Supplied passage -
Hello and welcome to BigTime Literacy! I'm Michelle and I'm so excited be be working alongside some amazing Reading Specialists and Literacy Coaches for this fall-themed blog hop!


So teaching plot is something we all do - I taught it in middle school and now, as a Literacy Coach, I see teachers across the elementary school teaching it in various forms: Beginning, Middle, and End in the younger grades, and then with the same plot line I used in middle school in the intermediate grades!

When I first started teaching, I ran into a few roadblocks with the plot structure. First, the rising action. Kids wanted to list *ALL* events of the story on the rising action. I didn't know how to stop this! I knew there had to be a better way....and then I find, there is!

Another problem was determining the climax. When I began teaching, I always would say that the climax was the "most exciting part" of the story. Well - one kid's most exciting part does not always equal another's. I knew there had to be an answer to this  burning plot predicament, and when I came across this book, I had found it!


Grand Conversations (Peterson & Eeds) is a great book about authentic book clubs that work with fiction texts, including great tips for teaching plot (that I'm about to share with you here!) I highly recommend this book if you are interested in book clubs!

Here are two quick tips for teaching plot with your kiddos - young or older!

Rising Action: Points of Tension
When you think of the rising action and what should be put on that list and what should be left off, think about tension. Any event that causes the conflict to become more intense, that's tension, and that should be added to the rising action. If the event causes tension, add it to your plot diagram. If the event doesn't cause tension, leave it off.

Climax: The Turning Point
Telling kids that the climax is the most exciting part of the story simply does not work. Instead, teach it as the turning point, or the part of the story when the conflict is no longer a conflict. It's the moment in the story that makes the conflict cease to exist. It might be a line of dialog or a characters inner monologue. It might be a fight or a handshake. Whatever it is, if it turns the conflict, it's the climax.

Maybe I was just late to the game, but these two pointers really helped me focus my instruction on the plot structure for fiction text. Hopefully they are new to some of you out there as well!

Bounding box annotation entries -
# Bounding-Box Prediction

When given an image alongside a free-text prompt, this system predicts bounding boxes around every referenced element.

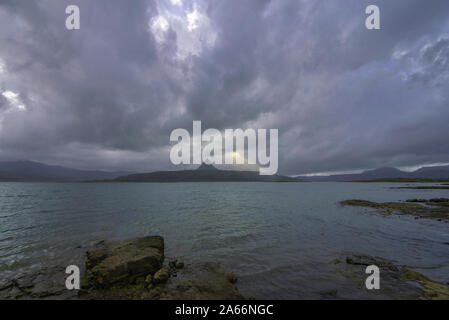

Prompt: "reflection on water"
[0,183,449,298]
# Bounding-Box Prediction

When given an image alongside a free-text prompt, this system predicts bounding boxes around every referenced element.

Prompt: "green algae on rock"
[340,198,449,220]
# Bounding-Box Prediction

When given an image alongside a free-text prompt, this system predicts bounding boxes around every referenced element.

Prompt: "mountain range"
[0,161,129,182]
[296,166,449,181]
[114,164,298,182]
[0,161,449,182]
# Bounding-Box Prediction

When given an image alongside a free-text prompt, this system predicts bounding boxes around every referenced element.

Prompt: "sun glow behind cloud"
[149,0,217,60]
[2,90,26,110]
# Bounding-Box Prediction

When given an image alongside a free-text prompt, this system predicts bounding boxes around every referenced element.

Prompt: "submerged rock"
[336,254,449,300]
[86,236,164,288]
[340,198,449,222]
[81,237,244,300]
[153,267,170,284]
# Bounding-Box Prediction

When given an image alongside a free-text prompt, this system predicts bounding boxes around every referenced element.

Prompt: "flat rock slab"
[86,236,164,288]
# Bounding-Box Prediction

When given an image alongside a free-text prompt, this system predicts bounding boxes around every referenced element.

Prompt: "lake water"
[0,183,449,299]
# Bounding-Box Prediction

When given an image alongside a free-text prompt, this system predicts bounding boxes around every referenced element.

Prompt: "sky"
[0,0,449,175]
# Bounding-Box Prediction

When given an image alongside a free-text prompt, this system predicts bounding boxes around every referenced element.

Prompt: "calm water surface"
[0,183,449,298]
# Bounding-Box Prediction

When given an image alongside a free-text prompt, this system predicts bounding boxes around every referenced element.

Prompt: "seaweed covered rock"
[86,236,164,288]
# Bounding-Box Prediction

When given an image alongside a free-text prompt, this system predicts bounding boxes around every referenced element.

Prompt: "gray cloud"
[0,0,449,174]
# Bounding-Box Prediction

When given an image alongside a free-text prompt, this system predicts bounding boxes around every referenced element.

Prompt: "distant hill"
[0,161,129,182]
[114,164,298,182]
[297,166,449,181]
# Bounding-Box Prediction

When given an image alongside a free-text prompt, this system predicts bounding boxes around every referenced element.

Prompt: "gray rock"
[86,236,164,288]
[153,267,170,284]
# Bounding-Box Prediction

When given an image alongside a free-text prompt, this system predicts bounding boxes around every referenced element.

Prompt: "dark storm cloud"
[0,0,449,174]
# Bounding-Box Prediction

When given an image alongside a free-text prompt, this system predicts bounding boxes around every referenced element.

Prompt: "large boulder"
[86,236,164,288]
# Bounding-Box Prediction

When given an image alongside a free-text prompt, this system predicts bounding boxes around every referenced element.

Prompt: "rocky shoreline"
[340,198,449,222]
[0,236,244,300]
[0,236,449,300]
[329,253,449,300]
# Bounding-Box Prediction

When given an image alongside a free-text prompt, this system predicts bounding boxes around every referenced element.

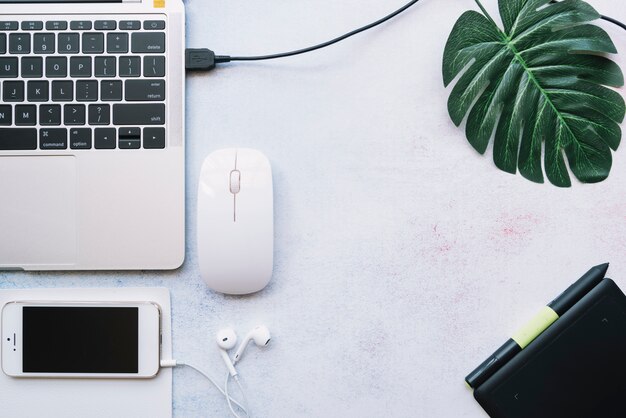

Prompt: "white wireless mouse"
[198,148,274,295]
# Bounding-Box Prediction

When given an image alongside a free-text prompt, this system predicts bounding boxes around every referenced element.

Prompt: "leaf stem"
[474,0,498,27]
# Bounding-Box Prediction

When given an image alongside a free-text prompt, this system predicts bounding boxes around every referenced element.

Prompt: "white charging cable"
[161,360,250,418]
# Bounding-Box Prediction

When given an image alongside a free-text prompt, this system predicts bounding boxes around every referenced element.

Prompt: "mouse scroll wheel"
[230,170,241,194]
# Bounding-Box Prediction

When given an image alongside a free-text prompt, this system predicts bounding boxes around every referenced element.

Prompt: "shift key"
[113,103,165,126]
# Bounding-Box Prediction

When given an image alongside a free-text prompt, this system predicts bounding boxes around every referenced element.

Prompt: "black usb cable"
[185,0,626,71]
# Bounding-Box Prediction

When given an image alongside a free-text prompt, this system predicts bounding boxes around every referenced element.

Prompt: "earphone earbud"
[233,325,272,364]
[216,328,237,377]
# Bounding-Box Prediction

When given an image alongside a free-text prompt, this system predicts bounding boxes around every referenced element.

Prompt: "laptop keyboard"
[0,17,166,151]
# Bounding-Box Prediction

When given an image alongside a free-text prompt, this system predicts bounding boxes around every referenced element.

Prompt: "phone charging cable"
[161,360,251,418]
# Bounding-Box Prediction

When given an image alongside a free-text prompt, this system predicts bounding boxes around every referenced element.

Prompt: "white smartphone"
[1,301,161,379]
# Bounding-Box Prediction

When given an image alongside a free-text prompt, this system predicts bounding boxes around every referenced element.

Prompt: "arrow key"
[143,128,165,149]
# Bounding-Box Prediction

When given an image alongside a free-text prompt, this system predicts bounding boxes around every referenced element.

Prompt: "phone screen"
[22,306,139,374]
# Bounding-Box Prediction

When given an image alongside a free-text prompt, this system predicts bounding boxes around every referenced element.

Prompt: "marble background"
[0,0,626,418]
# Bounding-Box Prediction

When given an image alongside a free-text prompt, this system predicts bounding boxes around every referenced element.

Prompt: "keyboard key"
[120,20,141,30]
[107,32,128,54]
[143,57,165,77]
[94,20,117,30]
[100,80,122,102]
[113,103,165,126]
[83,32,104,54]
[15,105,37,126]
[143,20,165,30]
[132,32,165,54]
[126,80,165,102]
[26,81,49,102]
[33,33,56,54]
[0,57,17,78]
[70,128,91,149]
[2,81,24,102]
[46,57,67,78]
[9,33,30,54]
[39,128,67,150]
[22,57,43,78]
[0,105,13,125]
[46,20,67,30]
[76,80,98,102]
[94,128,116,149]
[39,105,61,125]
[0,21,19,30]
[95,57,117,77]
[59,33,80,54]
[117,128,141,149]
[52,81,74,102]
[119,128,141,139]
[0,128,37,151]
[22,20,43,30]
[119,57,141,77]
[143,128,165,149]
[70,57,91,78]
[118,138,141,149]
[63,105,87,125]
[70,20,92,30]
[89,104,111,125]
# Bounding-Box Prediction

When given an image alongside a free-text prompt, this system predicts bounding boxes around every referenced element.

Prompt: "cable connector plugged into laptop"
[185,48,230,71]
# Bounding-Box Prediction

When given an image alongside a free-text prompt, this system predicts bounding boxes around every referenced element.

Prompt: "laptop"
[0,0,185,270]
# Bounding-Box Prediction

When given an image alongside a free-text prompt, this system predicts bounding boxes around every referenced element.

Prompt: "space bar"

What you have to do -
Write out the part of the blog post on teaching plot starting at "Another problem was" and ending at "in book clubs!", word for word. You won't need the listing for this.

Written response -
Another problem was determining the climax. When I began teaching, I always would say that the climax was the "most exciting part" of the story. Well - one kid's most exciting part does not always equal another's. I knew there had to be an answer to this  burning plot predicament, and when I came across this book, I had found it!


Grand Conversations (Peterson & Eeds) is a great book about authentic book clubs that work with fiction texts, including great tips for teaching plot (that I'm about to share with you here!) I highly recommend this book if you are interested in book clubs!